Si l’on considère que Condorcet, fils d’un marquis, capitaine de cavalerie, élevé d’ailleurs suivant un plan d’étroite conservation aristocratique, avait dû, pour en arriver plus loin que Rousseau, être frappé d’une sorte de vision d’Ézéchiel, mais que, philosophe et mathématicien d’ordre tout à fait supérieur, économiste comme Vauban et Turgot, créateur enfin de l’arithmétique sociale, il avais coutume de méditer en toute raison ses impressions et non moins ses pressentiments, on admettra qu’il y ait quelque logique à le suivre. Il ne saurait suffire, en effet, de dire à un enfant qui va marcher : — Voilà la porte ouverte, va ! — la moindre prudence conseille de débroussailler un peu sa route.

**DÉFIS**
a) D’après le passage cité, de qui Condorcet était-il le fils ?
b) Recopiez à l’identique le passage cité, de « Si l’on considère » à « peu sa route. ».

**DONNÉES FOURNIES**
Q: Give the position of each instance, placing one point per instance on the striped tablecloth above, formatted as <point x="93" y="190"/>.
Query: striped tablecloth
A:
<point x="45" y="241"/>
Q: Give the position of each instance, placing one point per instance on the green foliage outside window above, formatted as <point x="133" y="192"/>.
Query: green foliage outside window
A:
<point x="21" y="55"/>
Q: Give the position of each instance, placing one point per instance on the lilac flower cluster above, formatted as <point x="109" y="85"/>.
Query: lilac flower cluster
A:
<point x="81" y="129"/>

**RÉPONSES PAR EXERCICE**
a) D’un marquis.

b)
Si l’on considère que Condorcet, fils d’un marquis, capitaine de cavalerie, élevé d’ailleurs suivant un plan d’étroite conservation aristocratique, avait dû, pour en arriver plus loin que Rousseau, être frappé d’une sorte de vision d’Ézéchiel, mais que, philosophe et mathématicien d’ordre tout à fait supérieur, économiste comme Vauban et Turgot, créateur enfin de l’arithmétique sociale, il avais coutume de méditer en toute raison ses impressions et non moins ses pressentiments, on admettra qu’il y ait quelque logique à le suivre. Il ne saurait suffire, en effet, de dire à un enfant qui va marcher : — Voilà la porte ouverte, va ! — la moindre prudence conseille de débroussailler un peu sa route.